Contour labeling items:
[start]
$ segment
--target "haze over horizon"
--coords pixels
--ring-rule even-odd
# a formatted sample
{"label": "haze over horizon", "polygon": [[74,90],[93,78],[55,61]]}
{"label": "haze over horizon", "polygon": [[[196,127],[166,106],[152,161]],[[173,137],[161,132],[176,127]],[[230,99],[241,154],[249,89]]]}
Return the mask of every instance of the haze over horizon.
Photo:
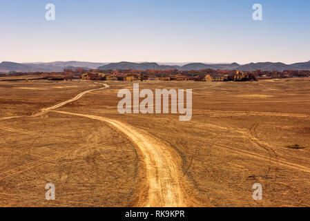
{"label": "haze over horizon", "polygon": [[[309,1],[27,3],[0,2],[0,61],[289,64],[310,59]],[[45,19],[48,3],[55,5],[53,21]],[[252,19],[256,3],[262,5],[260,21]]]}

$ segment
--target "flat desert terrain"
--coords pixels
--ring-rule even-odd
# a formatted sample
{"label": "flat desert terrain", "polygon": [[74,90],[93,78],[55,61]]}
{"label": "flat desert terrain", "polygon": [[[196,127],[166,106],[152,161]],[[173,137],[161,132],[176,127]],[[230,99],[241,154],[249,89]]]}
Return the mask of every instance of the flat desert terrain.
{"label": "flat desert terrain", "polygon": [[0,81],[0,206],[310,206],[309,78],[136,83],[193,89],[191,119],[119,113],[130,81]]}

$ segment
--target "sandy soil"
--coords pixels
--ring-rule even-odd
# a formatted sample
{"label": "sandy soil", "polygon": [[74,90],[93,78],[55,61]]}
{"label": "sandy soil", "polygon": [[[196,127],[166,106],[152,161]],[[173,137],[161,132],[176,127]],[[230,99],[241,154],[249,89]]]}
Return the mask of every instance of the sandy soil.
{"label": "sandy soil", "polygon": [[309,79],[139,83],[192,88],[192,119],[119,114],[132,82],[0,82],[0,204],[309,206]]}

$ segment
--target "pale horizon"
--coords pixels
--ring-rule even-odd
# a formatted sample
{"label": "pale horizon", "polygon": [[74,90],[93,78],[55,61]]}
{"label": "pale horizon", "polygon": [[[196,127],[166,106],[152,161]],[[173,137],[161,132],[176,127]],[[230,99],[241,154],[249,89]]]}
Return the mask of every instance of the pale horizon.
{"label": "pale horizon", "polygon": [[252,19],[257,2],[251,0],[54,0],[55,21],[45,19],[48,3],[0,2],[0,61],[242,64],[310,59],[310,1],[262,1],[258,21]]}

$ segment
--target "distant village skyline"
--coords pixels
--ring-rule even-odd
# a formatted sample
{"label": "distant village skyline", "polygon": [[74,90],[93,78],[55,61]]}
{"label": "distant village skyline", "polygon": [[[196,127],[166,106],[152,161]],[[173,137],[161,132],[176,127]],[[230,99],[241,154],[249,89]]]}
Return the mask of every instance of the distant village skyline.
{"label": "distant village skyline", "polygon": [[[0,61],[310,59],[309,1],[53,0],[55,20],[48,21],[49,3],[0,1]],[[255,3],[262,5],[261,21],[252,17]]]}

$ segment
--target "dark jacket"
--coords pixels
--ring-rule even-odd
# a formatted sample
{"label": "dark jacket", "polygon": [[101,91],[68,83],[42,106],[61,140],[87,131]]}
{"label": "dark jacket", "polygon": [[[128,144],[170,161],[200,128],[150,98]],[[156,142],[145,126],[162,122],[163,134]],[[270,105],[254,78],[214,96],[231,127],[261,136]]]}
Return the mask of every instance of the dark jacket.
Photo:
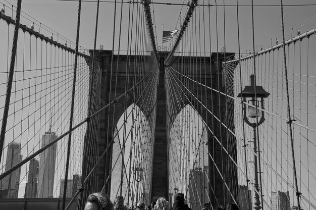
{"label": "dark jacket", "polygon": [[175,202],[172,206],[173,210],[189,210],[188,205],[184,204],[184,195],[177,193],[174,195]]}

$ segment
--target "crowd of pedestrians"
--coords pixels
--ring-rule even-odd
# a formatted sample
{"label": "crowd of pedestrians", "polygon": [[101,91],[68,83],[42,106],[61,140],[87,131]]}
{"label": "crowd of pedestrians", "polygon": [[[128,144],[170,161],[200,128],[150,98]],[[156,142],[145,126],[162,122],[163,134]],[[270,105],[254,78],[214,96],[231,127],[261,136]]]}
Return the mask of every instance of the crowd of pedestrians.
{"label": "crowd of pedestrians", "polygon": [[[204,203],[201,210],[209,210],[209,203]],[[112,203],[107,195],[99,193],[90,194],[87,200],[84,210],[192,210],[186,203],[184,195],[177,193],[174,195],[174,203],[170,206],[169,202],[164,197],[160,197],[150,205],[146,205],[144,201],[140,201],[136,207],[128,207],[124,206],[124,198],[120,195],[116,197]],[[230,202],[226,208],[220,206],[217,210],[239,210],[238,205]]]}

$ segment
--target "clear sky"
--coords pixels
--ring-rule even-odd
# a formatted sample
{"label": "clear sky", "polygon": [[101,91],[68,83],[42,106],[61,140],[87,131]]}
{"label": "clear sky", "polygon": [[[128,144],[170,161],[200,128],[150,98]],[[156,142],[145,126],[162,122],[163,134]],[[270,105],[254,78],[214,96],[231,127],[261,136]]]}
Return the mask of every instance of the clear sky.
[end]
[start]
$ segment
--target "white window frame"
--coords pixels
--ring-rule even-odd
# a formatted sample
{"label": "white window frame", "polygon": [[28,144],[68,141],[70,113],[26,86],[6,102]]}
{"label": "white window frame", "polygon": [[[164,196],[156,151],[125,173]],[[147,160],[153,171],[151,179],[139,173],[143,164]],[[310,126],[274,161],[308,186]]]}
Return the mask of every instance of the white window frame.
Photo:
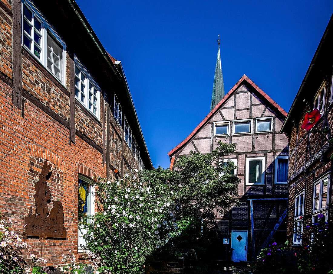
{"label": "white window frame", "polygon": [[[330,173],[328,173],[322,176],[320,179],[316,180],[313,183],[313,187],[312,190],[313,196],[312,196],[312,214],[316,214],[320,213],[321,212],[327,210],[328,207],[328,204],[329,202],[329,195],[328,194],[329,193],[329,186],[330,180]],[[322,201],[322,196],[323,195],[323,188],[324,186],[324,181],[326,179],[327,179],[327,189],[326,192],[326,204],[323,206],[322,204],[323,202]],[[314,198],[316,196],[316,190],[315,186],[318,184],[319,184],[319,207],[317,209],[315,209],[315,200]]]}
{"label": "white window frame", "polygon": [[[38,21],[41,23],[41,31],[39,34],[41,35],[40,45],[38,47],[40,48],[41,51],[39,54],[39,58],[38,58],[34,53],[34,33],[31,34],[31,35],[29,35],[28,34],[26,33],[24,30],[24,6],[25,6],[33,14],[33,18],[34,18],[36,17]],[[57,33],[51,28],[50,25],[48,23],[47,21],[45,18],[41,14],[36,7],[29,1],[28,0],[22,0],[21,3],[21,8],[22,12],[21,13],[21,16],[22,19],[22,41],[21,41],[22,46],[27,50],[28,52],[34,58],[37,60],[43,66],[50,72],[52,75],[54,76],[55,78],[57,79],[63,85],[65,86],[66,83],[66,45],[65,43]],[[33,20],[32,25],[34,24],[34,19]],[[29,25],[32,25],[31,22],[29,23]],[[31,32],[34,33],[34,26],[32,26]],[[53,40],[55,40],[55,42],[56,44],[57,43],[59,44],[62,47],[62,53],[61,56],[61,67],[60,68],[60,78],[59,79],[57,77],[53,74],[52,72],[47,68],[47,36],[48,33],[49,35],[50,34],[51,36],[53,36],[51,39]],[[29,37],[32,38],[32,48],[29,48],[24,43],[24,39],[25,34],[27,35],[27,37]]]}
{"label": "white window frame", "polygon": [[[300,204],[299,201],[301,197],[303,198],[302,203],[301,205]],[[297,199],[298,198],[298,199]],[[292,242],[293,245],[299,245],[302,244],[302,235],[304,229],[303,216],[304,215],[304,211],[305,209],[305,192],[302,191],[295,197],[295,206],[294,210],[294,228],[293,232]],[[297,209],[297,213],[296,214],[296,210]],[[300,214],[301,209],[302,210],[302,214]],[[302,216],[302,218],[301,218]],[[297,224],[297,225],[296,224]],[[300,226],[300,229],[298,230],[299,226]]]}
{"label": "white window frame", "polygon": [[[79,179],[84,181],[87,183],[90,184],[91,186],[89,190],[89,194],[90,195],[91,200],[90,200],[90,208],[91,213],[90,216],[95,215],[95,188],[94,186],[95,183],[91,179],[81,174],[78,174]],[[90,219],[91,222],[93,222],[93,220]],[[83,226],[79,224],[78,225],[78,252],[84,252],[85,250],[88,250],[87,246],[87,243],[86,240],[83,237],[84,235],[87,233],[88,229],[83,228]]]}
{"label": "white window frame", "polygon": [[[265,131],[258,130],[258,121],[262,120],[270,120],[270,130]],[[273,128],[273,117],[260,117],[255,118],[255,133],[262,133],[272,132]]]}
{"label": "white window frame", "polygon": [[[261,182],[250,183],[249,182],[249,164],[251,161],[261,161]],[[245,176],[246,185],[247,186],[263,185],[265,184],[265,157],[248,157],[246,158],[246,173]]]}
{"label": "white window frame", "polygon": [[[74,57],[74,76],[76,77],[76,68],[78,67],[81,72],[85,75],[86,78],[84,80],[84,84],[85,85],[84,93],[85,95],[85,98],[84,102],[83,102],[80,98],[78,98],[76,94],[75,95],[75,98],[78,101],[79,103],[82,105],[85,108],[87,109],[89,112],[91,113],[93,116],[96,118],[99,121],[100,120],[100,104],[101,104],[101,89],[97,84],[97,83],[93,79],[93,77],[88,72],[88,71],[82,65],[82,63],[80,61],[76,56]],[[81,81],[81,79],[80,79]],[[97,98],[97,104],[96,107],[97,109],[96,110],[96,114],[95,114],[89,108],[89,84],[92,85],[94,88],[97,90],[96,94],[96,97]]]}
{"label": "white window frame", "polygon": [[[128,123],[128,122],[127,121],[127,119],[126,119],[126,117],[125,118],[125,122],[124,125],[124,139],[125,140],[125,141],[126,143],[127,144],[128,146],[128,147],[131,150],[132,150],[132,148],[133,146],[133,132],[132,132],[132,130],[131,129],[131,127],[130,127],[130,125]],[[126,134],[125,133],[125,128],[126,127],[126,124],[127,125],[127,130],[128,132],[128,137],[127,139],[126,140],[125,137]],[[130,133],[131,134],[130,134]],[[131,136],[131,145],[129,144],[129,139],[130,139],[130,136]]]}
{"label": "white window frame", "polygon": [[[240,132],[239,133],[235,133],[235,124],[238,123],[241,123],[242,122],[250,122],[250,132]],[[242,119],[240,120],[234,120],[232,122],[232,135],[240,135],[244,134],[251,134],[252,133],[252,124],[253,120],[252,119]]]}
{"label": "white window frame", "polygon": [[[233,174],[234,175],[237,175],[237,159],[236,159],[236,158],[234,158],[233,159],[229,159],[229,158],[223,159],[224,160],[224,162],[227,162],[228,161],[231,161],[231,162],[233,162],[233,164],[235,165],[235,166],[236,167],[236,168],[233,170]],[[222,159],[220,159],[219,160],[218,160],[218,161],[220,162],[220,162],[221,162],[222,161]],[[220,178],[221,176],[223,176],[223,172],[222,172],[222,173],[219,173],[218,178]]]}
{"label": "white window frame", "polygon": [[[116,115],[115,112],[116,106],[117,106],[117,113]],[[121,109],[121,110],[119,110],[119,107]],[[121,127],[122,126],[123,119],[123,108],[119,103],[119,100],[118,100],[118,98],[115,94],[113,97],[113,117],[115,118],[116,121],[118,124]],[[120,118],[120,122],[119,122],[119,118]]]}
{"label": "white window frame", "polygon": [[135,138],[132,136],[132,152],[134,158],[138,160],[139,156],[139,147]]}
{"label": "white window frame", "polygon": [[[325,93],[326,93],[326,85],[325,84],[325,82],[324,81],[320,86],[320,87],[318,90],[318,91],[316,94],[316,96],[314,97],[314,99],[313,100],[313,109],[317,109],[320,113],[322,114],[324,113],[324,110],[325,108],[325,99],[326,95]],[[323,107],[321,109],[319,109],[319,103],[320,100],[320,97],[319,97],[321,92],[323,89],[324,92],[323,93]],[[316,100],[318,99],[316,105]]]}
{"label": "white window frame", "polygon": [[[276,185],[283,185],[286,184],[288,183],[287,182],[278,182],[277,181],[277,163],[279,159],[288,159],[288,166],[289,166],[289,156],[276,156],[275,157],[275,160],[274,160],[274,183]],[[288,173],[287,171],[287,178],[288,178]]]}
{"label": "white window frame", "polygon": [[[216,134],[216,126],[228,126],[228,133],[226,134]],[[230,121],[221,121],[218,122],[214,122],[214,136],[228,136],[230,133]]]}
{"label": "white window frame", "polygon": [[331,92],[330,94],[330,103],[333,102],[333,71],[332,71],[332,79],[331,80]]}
[end]
[start]
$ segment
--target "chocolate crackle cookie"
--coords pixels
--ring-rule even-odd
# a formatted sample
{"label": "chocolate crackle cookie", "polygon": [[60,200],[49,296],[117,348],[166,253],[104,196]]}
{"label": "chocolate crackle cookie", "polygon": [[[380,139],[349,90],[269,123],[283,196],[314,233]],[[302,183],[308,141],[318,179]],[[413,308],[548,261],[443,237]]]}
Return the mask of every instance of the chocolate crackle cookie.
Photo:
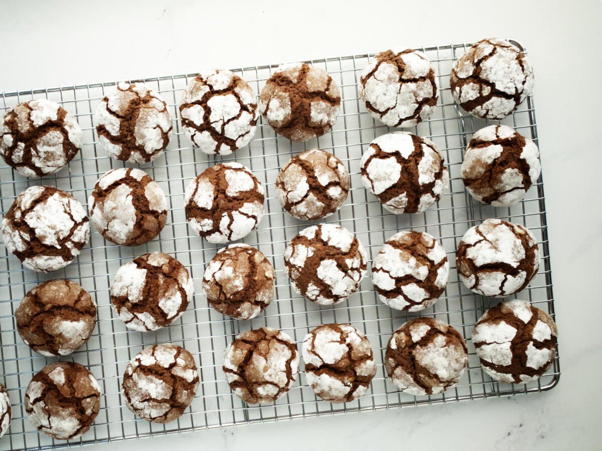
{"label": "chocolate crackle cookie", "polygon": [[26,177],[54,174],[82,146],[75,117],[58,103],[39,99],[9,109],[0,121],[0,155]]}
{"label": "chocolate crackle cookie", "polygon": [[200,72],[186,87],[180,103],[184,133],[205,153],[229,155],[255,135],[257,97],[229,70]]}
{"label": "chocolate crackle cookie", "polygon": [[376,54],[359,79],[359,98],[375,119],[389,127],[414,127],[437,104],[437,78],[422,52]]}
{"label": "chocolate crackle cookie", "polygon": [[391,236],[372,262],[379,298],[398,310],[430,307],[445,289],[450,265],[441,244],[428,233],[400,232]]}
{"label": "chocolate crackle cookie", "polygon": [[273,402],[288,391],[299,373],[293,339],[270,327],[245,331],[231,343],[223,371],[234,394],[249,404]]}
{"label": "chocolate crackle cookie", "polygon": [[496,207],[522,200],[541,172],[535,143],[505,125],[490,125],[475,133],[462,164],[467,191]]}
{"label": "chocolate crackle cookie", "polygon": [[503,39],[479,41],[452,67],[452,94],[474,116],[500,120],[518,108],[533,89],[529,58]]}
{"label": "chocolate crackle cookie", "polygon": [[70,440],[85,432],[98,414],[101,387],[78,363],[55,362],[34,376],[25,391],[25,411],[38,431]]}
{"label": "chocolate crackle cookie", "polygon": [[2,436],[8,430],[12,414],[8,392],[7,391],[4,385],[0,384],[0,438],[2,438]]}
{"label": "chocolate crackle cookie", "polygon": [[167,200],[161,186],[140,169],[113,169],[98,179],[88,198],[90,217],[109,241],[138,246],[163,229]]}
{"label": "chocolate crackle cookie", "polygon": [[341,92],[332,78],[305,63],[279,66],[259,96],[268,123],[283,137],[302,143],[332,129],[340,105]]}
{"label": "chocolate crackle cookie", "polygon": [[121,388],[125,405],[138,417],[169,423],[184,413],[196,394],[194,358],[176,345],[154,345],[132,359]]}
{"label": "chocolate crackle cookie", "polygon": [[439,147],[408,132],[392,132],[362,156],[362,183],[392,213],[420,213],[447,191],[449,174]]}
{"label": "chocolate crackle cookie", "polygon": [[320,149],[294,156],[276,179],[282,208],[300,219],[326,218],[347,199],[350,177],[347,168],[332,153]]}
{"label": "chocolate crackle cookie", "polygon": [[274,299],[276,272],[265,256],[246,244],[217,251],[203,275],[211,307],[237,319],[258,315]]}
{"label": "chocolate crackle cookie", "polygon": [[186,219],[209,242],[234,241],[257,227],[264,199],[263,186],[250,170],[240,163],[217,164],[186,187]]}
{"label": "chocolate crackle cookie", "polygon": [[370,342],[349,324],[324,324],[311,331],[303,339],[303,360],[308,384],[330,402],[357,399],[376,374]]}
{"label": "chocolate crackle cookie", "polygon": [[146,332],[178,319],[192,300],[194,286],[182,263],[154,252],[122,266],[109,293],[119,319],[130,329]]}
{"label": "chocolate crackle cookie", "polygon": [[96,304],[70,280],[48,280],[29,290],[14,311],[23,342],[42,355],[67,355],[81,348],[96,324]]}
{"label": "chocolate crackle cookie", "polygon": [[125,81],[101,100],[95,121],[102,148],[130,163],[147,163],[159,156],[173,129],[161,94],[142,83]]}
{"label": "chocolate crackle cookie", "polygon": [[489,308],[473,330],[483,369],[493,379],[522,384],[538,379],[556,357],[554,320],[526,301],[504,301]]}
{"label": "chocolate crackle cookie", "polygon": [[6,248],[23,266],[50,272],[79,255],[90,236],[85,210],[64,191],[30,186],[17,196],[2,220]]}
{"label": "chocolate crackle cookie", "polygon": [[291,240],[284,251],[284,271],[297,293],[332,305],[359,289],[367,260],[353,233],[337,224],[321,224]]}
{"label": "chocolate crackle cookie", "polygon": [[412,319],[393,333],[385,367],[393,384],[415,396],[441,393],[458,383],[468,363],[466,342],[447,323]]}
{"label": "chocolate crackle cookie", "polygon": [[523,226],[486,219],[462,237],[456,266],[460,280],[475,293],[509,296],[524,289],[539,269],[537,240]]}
[end]
Goal:
Show each line in the rows above that contains the string "target", copying every such line in full.

Response for this exercise:
--target "haze over horizon"
--target "flat desert terrain"
--target "sandy soil"
--target "pale horizon"
--target "distant village skyline"
--target "dark jacket"
--target "crowd of pedestrians"
--target "clear sky"
--target "white window frame"
--target "chocolate crackle cookie"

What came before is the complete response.